▸ **Belge**

Türk Tekstilinde Markalaşan Bir Şehir Denizli

Tekstil alanında hızla gelişen şehirlerin başında gelen Denizli, yaptığı atılımlarla ile her geçen gün yerini sağlamlaştırıyor.

  16 Haziran 2015 09:02 Salı
Türk Tekstilinde Markalaşan Bir Şehir Denizli

Tekstil sektörünün önde gelen kentlerinden olan ve yılda 1,5 milyar dolarlık tekstil ihracatı gerçekleştiren Denizli’de 1983 yılından sonra hızla büyüyen tekstil sektörü kentin de lokomotifi oldu. Girişimciliğiyle ’Anadolu Kaplanları’ unvanını alan Denizli, havlu, çarşaf, nevresim ve bornoz üretimindeki kalitesi ve son yıllarda ev tekstilindeki atılımlarıyla büyüdü ve ’Tekstilin başkenti’ unvanıyla anılır oldu. Bu başarıda önemli pay sahibi olan Denizli İhracatçılar Birliği (DENİB) Başkanı Süleyman Kocasert Yayın Grubumuzun sorularını yanıtladı.

▸ **Görev a**
Aşağıdaki kayıtların tamamını, her satır bir dize olacak biçimde bir JSON listesine dönüştürün ve boş satırları atlayın. Resimler yanıta alınmasın.

▸ **Verilen Bilgiler**
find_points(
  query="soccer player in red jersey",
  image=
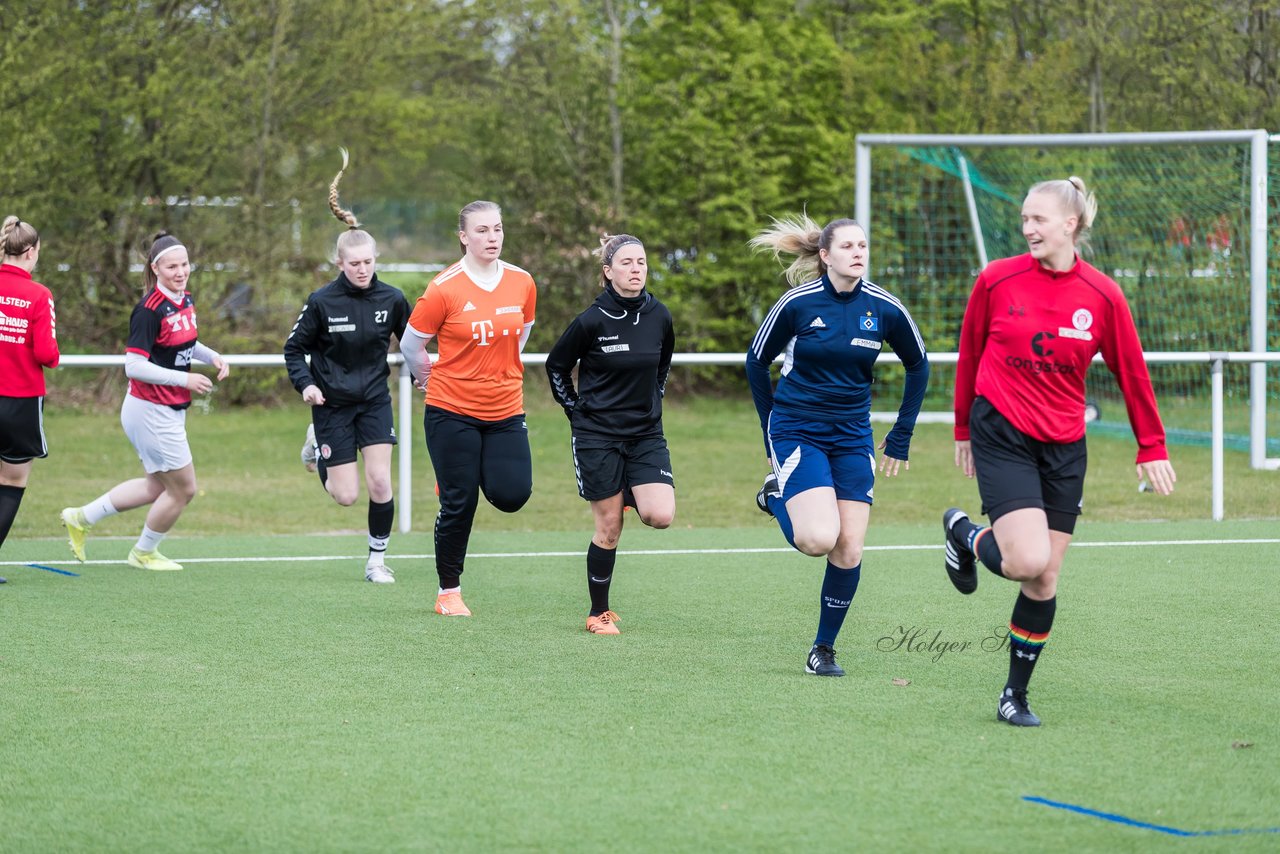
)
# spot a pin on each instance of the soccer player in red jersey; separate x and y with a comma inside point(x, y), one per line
point(158, 362)
point(28, 345)
point(1031, 329)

▸ **Görev b**
Denizli tekstili yazısına göre şu soruları yanıtlayın:
(i) Denizli yılda kaç dolarlık tekstil ihracatı gerçekleştiriyor?
(ii) Kentte tekstil sektörü hangi yıldan sonra hızla büyüdü?
(iii) Denizli İhracatçılar Birliği'nin (DENİB) başkanı kimdir?

▸ **Alıştırma Yanıtı a**
[
  "find_points(",
  "  query=\"soccer player in red jersey\",",
  "  image=",
  ")",
  "# spot a pin on each instance of the soccer player in red jersey; separate x and y with a comma inside point(x, y), one per line",
  "point(158, 362)",
  "point(28, 345)",
  "point(1031, 329)"
]

▸ **Alıştırma Yanıtı b**
(i) 1,5 milyar dolarlık.
(ii) 1983 yılından sonra.
(iii) Süleyman Kocasert.